→ **Given data**:
*** Block opens ***
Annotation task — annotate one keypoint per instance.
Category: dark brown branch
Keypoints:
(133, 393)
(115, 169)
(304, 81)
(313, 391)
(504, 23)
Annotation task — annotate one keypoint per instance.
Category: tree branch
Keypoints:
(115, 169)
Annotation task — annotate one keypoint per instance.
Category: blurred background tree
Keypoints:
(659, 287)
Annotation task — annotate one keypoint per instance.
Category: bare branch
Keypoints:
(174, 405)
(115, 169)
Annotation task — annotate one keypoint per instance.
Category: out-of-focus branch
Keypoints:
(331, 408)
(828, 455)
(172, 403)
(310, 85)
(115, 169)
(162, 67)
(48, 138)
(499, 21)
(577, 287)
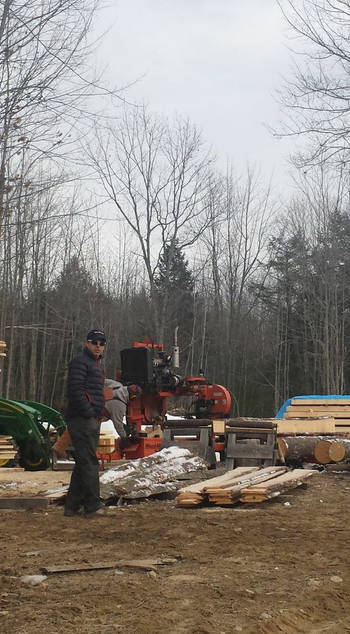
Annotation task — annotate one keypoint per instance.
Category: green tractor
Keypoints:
(30, 425)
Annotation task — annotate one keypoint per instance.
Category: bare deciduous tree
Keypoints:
(317, 97)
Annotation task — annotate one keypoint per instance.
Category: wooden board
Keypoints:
(24, 503)
(138, 564)
(321, 401)
(325, 409)
(321, 426)
(315, 414)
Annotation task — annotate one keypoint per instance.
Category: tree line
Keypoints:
(121, 219)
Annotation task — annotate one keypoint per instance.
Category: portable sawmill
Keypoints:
(147, 364)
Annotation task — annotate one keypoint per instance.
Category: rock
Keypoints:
(336, 579)
(32, 580)
(314, 583)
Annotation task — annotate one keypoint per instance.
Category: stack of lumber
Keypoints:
(7, 450)
(195, 494)
(312, 425)
(307, 409)
(266, 490)
(317, 449)
(243, 484)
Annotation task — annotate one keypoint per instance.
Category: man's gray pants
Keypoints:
(84, 488)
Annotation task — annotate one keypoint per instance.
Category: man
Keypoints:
(85, 404)
(115, 408)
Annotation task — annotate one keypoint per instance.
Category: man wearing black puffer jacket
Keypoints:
(85, 404)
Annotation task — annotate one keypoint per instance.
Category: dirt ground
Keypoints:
(281, 567)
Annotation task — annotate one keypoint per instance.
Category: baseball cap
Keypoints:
(134, 390)
(96, 334)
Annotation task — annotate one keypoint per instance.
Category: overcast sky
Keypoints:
(217, 62)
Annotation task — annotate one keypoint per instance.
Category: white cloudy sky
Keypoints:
(217, 62)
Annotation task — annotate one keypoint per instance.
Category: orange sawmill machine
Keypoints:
(147, 365)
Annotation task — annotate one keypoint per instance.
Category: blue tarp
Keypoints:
(283, 409)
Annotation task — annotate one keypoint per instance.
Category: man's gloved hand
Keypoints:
(125, 442)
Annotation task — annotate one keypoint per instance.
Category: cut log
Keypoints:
(314, 449)
(150, 475)
(298, 447)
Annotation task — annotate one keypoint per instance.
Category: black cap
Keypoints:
(96, 334)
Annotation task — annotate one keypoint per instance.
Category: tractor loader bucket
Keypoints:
(29, 425)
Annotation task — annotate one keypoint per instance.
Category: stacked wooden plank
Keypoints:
(266, 490)
(194, 494)
(233, 486)
(7, 450)
(307, 409)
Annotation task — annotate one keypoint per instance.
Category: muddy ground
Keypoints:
(267, 569)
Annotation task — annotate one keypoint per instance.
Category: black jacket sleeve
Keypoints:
(76, 387)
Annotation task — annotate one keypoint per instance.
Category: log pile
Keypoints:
(135, 479)
(8, 451)
(316, 449)
(243, 484)
(151, 475)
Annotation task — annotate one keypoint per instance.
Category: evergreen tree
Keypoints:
(174, 285)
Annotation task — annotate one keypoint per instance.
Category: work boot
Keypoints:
(60, 452)
(99, 513)
(70, 513)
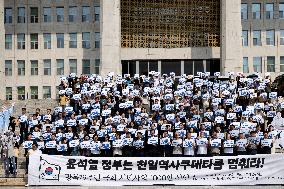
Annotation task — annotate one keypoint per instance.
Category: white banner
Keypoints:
(119, 171)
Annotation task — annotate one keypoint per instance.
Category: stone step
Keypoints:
(19, 171)
(19, 166)
(13, 181)
(20, 176)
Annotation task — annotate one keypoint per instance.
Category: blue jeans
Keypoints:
(7, 162)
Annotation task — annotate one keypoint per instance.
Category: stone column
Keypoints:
(111, 34)
(231, 36)
(2, 50)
*** Block closes ***
→ **What you are asked to do**:
Report each line in the data above that holds the word "blue" by copying it.

→ **Response for this exercise**:
Category: blue tarp
Category: blue jeans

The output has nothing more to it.